▶ **WORK TO DO**:
Reproduce word for word the stretch of the cocoa text from "This means that" through "different in practice.".

▶ **PAGE TEXT**:
** BEGIN **

Governments of cocoa producing Côte d’Ivoire and Ghana have not helped much either. Historically, cocoa was a means of power and it will continue to be in the as long as it is produced. When centralised, cocoa is an easy source of tax for governments of the largely informal sector dominated economies of Côte d’Ivoire and Ghana, where tax collection is a headache for both governments. Cocoa farmers have therefore and for a long time been “cash cows”. But the growing cocoa farmer population, currently two million in Côte d’Ivoire and Ghana, and the implications of that for entrenching political power (both countries are democracies), means that the hen that has for long laid golden eggs can no longer be neglected. Simply put, cocoa equals power because whichever political party is able to satisfy cocoa farmers is one step ahead in the next election. It is therefore not surprising that the government of Ghana pulled a rabbit out of the hat to steady farm gate prices last year even when world prices plummeted by more than 30%. Given that election is fast en route, I do not expect any changes even if global prices drop by 100% this year.

Cocoa farmers by their sheer number can no longer be neglected in cocoa discourses and decision. How would anyone dare, given that they partly hold the key to democratic power. It is therefore not surprising that both governments recently issued a joint statement denouncing the impending International Standards Organisation (ISO) 34101 Standards on Sustainable and Traceable of Cocoa. Their main argument … guess what … COCOA FARMERS DO NOT EAT STANDARDS. For once, the cocoa farmer is being stood up for and rightly so is been stood up for by those who have long joined hands with others to impoverish them.

Let us face it, chocolate, a produce of cocoa has no perfect substitute. It is also a climate-sensitive crop that confined to tropical humid and forest regions. These regions are shrinking and at an alarming rate because of climate change. At the same time, the taste for chocolate is strongly ingrained in the gastronomic memory as well as sensual memory of its consumers, mainly in Europe and the US. Moreover, increased economic development has been positively correlated with chocolate consumption.

Chocolate has no perfect substitute and this makes cocoa farmers indispensable to chocolatiers.

This means that the economic boom in China and India and a slow but surely growing Africa are eating more chocolate. The rates might not be exponential as predicted but it is still growing. With this, it goes without saying that Côte d´Ivoire, Ghana and black people, the main producers should be at the forefront of cocoa discourses. However, this is different in practice.

** END **

▶ **DATA LISTING**:
** BEGIN **

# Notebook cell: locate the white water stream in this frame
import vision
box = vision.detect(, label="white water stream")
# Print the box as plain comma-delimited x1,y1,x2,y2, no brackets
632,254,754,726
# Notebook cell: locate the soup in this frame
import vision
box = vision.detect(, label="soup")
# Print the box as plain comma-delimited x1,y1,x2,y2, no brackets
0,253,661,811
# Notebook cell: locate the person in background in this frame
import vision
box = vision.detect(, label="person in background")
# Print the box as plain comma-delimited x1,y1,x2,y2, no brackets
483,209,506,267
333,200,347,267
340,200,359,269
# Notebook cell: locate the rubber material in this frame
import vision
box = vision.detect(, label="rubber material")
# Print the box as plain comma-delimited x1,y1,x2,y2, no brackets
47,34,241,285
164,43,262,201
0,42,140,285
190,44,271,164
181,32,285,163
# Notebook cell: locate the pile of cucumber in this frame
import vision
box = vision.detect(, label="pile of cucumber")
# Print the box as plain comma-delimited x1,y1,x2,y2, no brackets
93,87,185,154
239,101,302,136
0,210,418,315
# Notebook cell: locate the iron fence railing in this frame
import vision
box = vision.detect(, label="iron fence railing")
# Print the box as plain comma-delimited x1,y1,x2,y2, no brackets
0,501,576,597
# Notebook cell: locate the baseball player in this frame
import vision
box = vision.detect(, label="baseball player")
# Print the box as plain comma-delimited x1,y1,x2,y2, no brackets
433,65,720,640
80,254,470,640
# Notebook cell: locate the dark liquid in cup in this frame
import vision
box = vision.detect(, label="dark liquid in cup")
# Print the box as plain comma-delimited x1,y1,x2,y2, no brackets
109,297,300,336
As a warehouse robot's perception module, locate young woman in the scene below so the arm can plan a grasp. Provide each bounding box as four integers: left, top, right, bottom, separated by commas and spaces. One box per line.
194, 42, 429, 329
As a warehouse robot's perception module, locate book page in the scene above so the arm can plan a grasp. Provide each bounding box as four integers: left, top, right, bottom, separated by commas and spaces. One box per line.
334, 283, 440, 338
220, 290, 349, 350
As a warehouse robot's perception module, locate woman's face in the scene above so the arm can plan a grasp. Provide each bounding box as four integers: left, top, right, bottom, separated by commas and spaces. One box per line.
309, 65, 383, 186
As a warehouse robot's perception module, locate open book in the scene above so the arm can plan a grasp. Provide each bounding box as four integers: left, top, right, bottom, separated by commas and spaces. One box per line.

** END **

▶ **OUTPUT OF THE EXERCISE**:
This means that the economic boom in China and India and a slow but surely growing Africa are eating more chocolate. The rates might not be exponential as predicted but it is still growing. With this, it goes without saying that Côte d´Ivoire, Ghana and black people, the main producers should be at the forefront of cocoa discourses. However, this is different in practice.